= ARTICLE =
•••

The University of Santo Tomas College of Architecture is the architectural school of the University of Santo Tomas, the oldest and the largest Catholic university in Manila, Philippines.

Established in 1930, the college is one of the first architectural schools in the Philippines. It is also one of the only 2 to be proclaimed as a Center of Excellence in Architecture by the Commission on Higher Education and a consistent yop performing school in the Philippine Architecture Licensure Examination.

History
Established in 1930, it is one of the first architectural schools in the Philippines. It was renamed College of Architecture and Fine Arts in 1946 following the integration of Fine Arts degrees. The college was split in 2000, thus forming the College of Fine Arts and Design, separating the College of Architecture. The college was housed in the Roque Ruaño building which it shared with the Faculty of Engineering. It later moved in the new Beato Angelico building, together with the College of Fine Arts and Design.

Degree programs
 Undergraduate program
 Bachelor of Science in Architecture
 Graduate programs (offered at the UST Graduate School)
 Master of Science in Architecture (majors in physical Planning, urban heritage preservation, and urban design)

Notable alumni
The College has produced numerous men and women of the arts that gradually helped shaped Philippine Arts and Architecture.
Aida-Cruz Del Rosario - The first female graduate of the college (1946), and the first female architect in the Philippines. While some sources credit Eulie Chowdhury as the first woman architect in Asia, others including Aida-Cruz Del Rosario were working at similar dates, and women like Perin Jamsetjee Mistri and Dora Gad preceded them.

•••

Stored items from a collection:
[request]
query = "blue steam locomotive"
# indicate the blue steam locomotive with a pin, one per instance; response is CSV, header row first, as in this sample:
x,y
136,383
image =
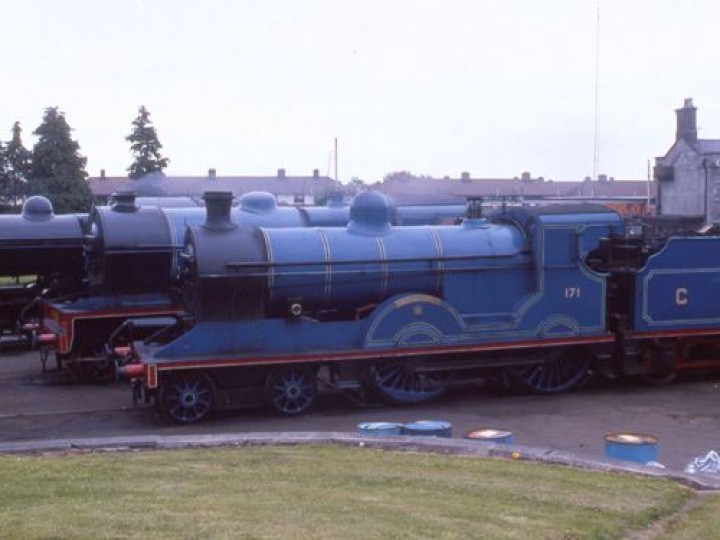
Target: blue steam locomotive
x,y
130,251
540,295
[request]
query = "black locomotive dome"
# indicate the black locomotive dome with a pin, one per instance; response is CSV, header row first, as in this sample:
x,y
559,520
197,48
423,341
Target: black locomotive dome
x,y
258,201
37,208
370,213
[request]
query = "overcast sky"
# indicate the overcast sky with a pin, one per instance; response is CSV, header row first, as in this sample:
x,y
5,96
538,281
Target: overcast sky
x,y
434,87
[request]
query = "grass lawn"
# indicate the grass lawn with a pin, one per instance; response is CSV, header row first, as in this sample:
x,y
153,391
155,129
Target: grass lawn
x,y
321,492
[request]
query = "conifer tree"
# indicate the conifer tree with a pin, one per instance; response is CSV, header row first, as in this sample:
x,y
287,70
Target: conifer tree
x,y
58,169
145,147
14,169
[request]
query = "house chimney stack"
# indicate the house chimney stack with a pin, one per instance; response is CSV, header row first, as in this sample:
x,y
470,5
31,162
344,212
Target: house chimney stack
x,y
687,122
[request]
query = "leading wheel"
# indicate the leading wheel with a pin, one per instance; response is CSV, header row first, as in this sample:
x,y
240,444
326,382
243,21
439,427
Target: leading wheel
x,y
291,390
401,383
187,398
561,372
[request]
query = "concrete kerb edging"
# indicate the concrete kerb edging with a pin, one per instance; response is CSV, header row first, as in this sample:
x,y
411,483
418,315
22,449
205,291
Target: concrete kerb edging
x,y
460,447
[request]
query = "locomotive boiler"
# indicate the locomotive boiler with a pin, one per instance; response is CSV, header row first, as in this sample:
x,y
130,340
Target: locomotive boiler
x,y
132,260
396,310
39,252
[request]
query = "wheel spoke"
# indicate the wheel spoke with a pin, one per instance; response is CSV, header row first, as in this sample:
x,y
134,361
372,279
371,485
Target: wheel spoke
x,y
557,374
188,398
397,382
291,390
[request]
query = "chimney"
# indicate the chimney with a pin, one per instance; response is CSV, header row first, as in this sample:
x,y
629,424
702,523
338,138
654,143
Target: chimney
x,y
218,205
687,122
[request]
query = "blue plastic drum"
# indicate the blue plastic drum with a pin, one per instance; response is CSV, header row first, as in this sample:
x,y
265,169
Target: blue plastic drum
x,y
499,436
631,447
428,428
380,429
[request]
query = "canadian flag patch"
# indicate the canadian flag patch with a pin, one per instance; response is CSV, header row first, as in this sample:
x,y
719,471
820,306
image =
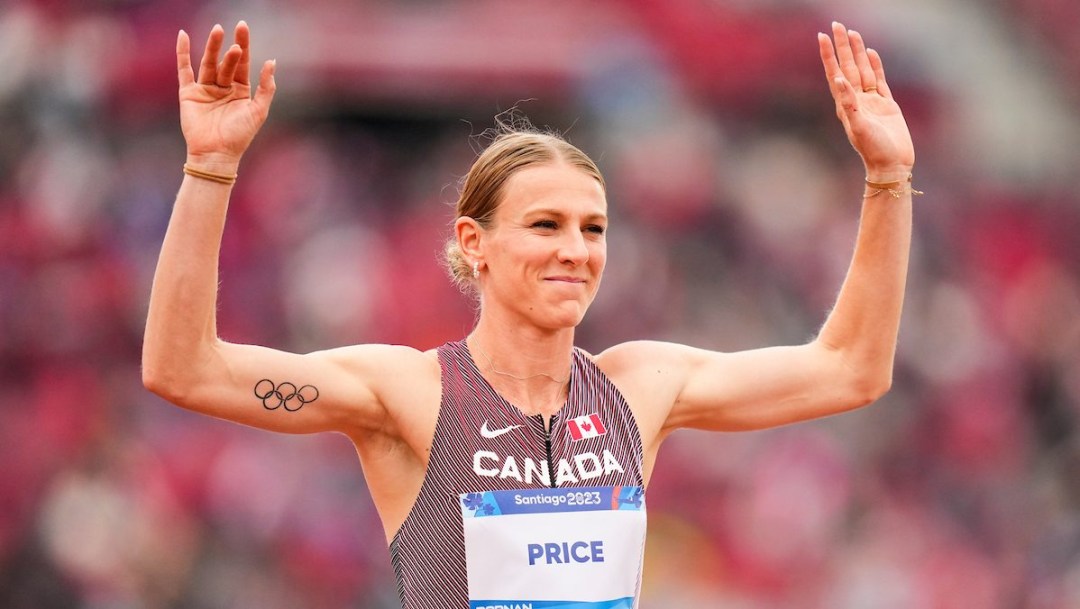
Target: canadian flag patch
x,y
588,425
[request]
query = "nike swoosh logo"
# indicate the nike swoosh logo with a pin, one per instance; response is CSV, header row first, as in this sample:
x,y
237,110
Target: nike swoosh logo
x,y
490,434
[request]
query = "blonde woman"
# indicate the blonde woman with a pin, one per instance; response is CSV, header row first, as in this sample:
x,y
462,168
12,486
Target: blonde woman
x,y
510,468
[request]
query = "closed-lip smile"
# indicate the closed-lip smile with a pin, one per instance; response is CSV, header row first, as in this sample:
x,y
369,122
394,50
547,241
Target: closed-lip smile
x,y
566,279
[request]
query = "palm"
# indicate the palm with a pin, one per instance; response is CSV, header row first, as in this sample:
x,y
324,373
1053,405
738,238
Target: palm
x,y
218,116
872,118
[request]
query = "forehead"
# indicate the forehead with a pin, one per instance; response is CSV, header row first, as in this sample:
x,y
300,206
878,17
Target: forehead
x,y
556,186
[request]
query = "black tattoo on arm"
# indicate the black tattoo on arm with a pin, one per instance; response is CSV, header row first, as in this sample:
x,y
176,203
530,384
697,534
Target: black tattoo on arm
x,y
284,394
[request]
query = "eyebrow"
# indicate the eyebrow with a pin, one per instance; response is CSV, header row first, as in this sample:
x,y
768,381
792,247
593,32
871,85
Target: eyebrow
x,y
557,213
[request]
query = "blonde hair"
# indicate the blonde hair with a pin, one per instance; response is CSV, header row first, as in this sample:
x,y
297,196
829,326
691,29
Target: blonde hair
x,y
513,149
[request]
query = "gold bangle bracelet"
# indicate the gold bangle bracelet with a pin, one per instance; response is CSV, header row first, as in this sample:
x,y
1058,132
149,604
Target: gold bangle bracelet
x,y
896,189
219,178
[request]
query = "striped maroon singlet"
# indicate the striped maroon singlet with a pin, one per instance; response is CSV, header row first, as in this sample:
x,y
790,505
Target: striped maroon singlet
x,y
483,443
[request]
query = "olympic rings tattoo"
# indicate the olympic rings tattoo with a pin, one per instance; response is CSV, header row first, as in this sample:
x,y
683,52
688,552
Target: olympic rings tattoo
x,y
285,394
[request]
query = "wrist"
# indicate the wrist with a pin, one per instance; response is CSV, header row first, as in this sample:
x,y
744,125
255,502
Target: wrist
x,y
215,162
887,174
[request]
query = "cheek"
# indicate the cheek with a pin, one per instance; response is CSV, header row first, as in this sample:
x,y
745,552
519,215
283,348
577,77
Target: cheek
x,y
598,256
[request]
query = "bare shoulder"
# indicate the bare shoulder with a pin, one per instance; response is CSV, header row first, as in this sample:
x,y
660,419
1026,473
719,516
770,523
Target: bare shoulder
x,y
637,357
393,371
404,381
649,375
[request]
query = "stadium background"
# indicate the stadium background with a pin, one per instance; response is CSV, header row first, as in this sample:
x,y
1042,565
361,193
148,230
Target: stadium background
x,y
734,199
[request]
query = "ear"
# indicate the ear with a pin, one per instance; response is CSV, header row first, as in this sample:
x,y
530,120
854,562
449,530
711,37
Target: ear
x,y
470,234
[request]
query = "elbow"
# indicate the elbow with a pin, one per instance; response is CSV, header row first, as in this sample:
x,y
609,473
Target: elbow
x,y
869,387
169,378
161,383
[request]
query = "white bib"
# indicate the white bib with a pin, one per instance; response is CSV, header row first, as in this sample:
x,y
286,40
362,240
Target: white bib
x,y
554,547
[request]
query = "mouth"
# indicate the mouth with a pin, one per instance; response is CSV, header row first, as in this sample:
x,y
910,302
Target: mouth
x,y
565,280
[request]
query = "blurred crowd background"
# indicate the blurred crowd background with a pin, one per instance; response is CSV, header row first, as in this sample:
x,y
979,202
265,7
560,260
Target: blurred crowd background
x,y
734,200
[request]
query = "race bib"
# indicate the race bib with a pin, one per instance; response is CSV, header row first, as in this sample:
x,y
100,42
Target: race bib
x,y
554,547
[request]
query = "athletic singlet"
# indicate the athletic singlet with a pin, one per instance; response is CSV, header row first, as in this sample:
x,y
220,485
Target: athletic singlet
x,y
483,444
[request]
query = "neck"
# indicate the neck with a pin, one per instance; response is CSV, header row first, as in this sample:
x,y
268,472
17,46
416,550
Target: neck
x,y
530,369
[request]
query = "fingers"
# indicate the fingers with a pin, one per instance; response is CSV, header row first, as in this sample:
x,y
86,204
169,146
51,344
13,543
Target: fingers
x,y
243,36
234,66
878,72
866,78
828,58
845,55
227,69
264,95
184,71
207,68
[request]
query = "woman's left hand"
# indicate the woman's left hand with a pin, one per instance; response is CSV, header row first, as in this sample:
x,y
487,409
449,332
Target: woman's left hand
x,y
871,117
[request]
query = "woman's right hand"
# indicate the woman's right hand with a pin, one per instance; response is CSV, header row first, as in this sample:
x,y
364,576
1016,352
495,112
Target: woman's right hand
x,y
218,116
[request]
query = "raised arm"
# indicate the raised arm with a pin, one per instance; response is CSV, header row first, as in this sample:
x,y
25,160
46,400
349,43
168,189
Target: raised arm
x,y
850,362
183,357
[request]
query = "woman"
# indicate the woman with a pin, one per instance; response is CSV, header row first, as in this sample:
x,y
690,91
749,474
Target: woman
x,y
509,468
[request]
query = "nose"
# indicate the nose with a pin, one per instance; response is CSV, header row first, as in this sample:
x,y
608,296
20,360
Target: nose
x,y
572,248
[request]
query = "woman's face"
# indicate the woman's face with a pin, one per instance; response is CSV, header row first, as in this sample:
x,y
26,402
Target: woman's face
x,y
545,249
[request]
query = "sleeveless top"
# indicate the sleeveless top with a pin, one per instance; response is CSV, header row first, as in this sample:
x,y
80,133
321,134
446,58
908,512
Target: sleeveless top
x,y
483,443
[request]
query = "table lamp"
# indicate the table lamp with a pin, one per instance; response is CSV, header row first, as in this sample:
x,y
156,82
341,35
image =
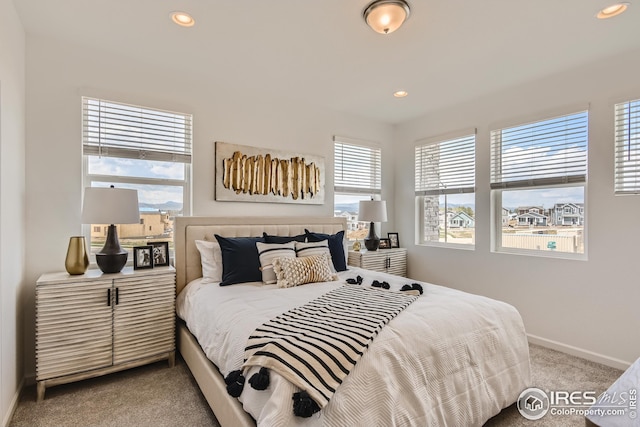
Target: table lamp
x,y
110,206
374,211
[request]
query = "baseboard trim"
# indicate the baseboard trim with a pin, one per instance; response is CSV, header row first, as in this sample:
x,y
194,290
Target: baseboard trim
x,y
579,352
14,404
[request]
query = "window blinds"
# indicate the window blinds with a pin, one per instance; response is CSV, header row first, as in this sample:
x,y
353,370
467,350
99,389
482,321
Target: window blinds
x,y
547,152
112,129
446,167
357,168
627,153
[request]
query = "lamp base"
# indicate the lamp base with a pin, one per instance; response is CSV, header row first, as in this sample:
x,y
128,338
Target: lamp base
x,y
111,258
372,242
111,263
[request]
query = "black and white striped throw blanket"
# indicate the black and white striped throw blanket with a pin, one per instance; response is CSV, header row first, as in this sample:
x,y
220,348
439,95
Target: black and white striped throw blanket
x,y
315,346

•••

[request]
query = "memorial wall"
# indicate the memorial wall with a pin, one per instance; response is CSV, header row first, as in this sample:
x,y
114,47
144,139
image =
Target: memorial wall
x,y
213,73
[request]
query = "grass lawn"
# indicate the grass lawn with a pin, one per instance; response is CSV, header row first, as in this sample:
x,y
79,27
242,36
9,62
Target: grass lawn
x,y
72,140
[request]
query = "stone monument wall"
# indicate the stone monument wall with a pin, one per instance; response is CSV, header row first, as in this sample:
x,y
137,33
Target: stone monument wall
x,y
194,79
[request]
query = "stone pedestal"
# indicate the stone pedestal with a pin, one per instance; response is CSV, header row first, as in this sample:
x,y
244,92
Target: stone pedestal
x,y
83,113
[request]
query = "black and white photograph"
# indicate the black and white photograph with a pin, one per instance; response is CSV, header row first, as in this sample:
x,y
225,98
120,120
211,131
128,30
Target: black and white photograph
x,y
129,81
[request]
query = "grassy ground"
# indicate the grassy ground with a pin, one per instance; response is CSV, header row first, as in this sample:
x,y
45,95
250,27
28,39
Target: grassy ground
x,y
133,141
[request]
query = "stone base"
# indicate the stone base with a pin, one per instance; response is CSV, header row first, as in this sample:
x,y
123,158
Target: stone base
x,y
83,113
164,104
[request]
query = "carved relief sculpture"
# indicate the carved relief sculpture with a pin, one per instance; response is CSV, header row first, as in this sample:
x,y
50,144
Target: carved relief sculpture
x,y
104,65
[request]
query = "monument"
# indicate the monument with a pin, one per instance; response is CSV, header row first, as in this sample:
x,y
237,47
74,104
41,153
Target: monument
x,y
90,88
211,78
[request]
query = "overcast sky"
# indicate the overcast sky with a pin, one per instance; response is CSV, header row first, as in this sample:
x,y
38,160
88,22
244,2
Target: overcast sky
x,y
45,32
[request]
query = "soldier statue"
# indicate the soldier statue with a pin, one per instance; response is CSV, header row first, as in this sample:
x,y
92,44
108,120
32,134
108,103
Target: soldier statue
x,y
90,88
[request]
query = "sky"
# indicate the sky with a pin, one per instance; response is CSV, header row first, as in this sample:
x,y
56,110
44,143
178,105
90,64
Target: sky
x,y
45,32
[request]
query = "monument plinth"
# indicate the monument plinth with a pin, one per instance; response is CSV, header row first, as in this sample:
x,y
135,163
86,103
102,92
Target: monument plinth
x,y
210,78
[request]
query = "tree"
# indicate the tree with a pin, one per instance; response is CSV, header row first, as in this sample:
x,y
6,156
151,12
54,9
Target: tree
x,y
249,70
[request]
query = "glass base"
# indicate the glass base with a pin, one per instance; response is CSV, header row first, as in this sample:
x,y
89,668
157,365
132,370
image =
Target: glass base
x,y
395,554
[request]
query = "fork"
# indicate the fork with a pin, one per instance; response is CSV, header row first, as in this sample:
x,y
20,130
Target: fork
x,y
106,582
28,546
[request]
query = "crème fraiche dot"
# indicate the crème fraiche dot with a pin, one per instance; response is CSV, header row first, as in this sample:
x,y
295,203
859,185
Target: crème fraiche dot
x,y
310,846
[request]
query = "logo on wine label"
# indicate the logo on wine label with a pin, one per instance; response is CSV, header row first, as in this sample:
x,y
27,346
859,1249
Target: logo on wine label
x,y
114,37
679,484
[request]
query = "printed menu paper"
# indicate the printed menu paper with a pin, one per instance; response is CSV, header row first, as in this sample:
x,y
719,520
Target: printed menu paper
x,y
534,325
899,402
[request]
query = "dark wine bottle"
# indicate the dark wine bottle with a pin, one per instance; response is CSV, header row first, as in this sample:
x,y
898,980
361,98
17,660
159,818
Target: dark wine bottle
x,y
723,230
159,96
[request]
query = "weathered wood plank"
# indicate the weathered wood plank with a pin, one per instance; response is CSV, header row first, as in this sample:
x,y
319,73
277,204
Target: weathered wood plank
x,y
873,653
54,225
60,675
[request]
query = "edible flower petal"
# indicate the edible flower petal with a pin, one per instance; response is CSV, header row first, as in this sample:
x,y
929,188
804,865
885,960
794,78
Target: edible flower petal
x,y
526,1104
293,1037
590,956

•••

= OBJECTIVE 1 =
Edit the UST College of Architecture article from "Master of Science" up to and including "Gad preceded them.", replacing "female" with "woman".
= OBJECTIVE 2 =
Proceed with the article on the UST College of Architecture, picking up after its final sentence.

= EXPECTED OUTPUT 1 =
Master of Science in Architecture (majors in physical Planning, urban heritage preservation, and urban design)

Notable alumni
The College has produced numerous men and women of the arts that gradually helped shaped Philippine Arts and Architecture.
Aida-Cruz Del Rosario - The first woman graduate of the college (1946), and the first woman architect in the Philippines. While some sources credit Eulie Chowdhury as the first woman architect in Asia, others including Aida-Cruz Del Rosario were working at similar dates, and women like Perin Jamsetjee Mistri and Dora Gad preceded them.

= EXPECTED OUTPUT 2 =
Ang Kiukok - national artist for visual arts
Ildefonso Santos Jr - national artist for architecture
J. Elizalde Navarro - national artist for visual arts
Leandro Locsin - national artist for architecture
Francisco Mañosa - national artist for architecture and the designer of the Coconut Palace.
Victorio Edades - national artist for visual arts
Jose Pedro "Bong" Recio - Founder of Recio+Casas Architectural firm. Designed The Shang Grand Tower, G.T. International Tower, LKG Tower, Pacific Plaza Towers in Fort Bonifacio, the UST Sports Complex, UST Multi-deck Carpark, etc.
Carmelo Casas - Founder of Recio+Casas Architectural firm. Designed The Shang Grand Tower, G.T. International Tower, LKG Tower, Pacific Plaza Towers in Fort Bonifacio, the UST Sports Complex, UST Multi-deck Carpark, etc.
Felino Palafox - Founder of Palafox Associates, ranked 94th (2006), is the only Southeast Asian Architectural firm to be included in the BD World Architecture. Designed the Rockwell Center in Makati, La Mesa Watershed, Ortigas Center, Makati Streetscape, Hidalgo Place, Jeddah Riviera Center, Saudi Arabia, Jumeirah Beach Residences, Dubai, Rabat Waterfront Development, Morocco, Rizal Tower, etc.
 Gabriel Formoso, founder of GF&P (Gabriel Formoso and Partners) the designer of  a number of notable structures such as the Asian Institute of Management, Manila Peninsula Hotel, PBCom Tower, Pacific Star building among others.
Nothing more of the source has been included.